→ **Exercises to complete**
(a) From the article about the solo row to Asia, give again the part that opens with the words containing "KP Man Completes" and closes with "miles a day.".
(b) Using the article about the solo row to Asia, state whether each statement agrees with it, answering yes or no and quoting the words that decide it.
(i) The rower launched from Crescent City, Calif., on June 22.
(ii) On the way he made brief stops in Hawaii and Japan.
(iii) He averaged about 50 miles a day.
(c) Write the next part of the article about the solo row to Asia, following on from its final sentence.

→ **Article**
<<<<
KP Man Completes First Solo Row from U.S. to Asia

And he may have set his 18th world record on the first leg of his second solo trip around the world.


Solo circumnavigator Erden Eruç of Wauna, 60, made landfall at Legazpi City in the Philippines March 24, becoming the first person to row from North America to Asia after launching from Crescent City, Calif., June 22, with brief stops in Hawaii and Guam, on the first leg of his second human-powered trip alone around the world.

Eruç was headed to Hong Kong and points west across Asia and Europe, but adverse weather significantly slowed his progress across the Pacific. After stopping to make repairs in Hawaii he was forced south to Guam and planned to head from there to Singapore, before having to divert to the Philippines.

He rowed approximately 7,800 miles over 239 days, or about 33 miles a day.

“I am feeling well,” he said in an April 1 webcast from Legazpi hosted by Exploring by the Seat of Your Pants Productions and Ocean Recovery Alliance, one of his expedition sponsors. “My goal was not to get to Hong Kong; it is to get to the base of Everest by human power … I’ve reached the Philippines, I am safe, I will wait out the typhoon season.”

After reaching mainland Asia, Eruç plans to bicycle to and summit Mount Everest in the fall of 2023, then bike west across central Asia around the top of the Caspian Sea to Georgia to climb Mount Elbrus, the highest peak in Europe. From there he will pedal south to Turkey, his homeland, and west across Europe to rejoin his rowboat in Portugal. He will then row to Brazil and bike southwest across the continent to Argentina and summit Aconcagua, the tallest mountain in South America, then bike and kayak north back to Crescent City, completing his second human-powered circumnavigation after climbing the last of the highest mountains on six continents, a goal he set with his first circumnavigation in 2012.
>>>>
→ **Data block**
<<<<
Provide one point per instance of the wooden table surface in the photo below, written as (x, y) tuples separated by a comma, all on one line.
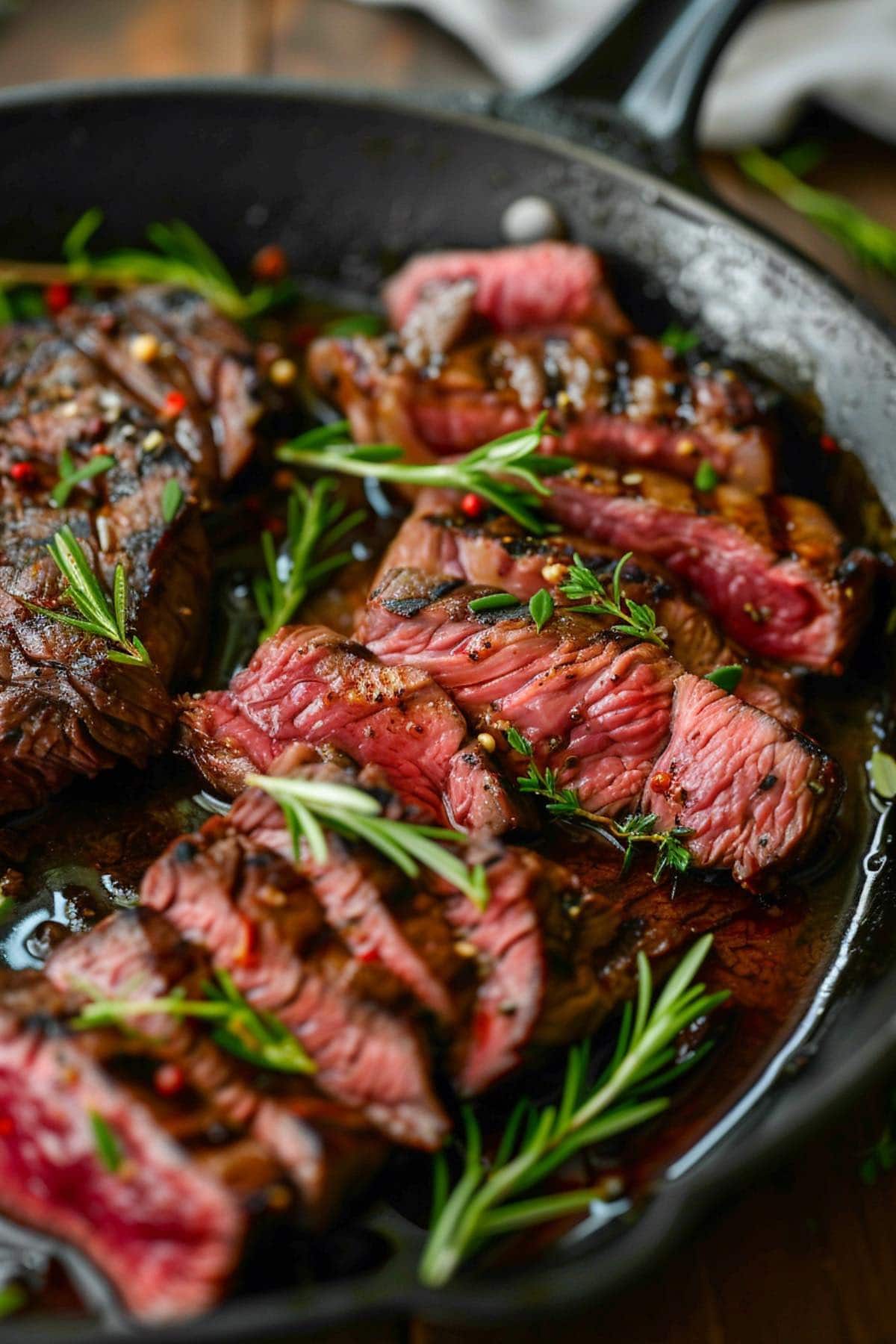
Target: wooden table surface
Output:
[(809, 1253)]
>>>>
→ **Expected responses**
(a)
KP Man Completes First Solo Row from U.S. to Asia

And he may have set his 18th world record on the first leg of his second solo trip around the world.


Solo circumnavigator Erden Eruç of Wauna, 60, made landfall at Legazpi City in the Philippines March 24, becoming the first person to row from North America to Asia after launching from Crescent City, Calif., June 22, with brief stops in Hawaii and Guam, on the first leg of his second human-powered trip alone around the world.

Eruç was headed to Hong Kong and points west across Asia and Europe, but adverse weather significantly slowed his progress across the Pacific. After stopping to make repairs in Hawaii he was forced south to Guam and planned to head from there to Singapore, before having to divert to the Philippines.

He rowed approximately 7,800 miles over 239 days, or about 33 miles a day.

(b)
(i) Yes: "after launching from Crescent City, Calif., June 22"
(ii) No: "with brief stops in Hawaii and Guam"
(iii) No: "He rowed approximately 7,800 miles over 239 days, or about 33 miles a day."

(c)
Eruç finished that journey after five years and 41,153 miles. He became the first person to row across three oceans; the first to row from Australia to Africa; the first to cross any ocean from the southern to northern hemisphere; and he has rowed further across the Atlantic than anyone else.

“After I launched from Crescent City, I added two Guinness world records to my registered 15 records,” he said. “The overall days at sea that I rowed, including two-person rows, is now a Guinness world record. It’s 1,168. I think they will probably assign me the first crossing from North America to Asia as well. I may end up with 18 world records.”

“It’s just been wonderful how people respond and react,” said Nancy Board, Eruç’s wife. After Guam, where he was welcomed by the governor, “he was heading to Indonesia — he couldn’t get to China — so he started heading south and he had to divert to the Philippines. Now he’s got a whole new group of people in this town that he showed up in. There’s always somebody no matter how remote of a country or city we need help in; somebody shows up.

“In this world where there is so much pain and suffering, so much going on, these are the kind of stories nobody knows about and really should be told,” she said.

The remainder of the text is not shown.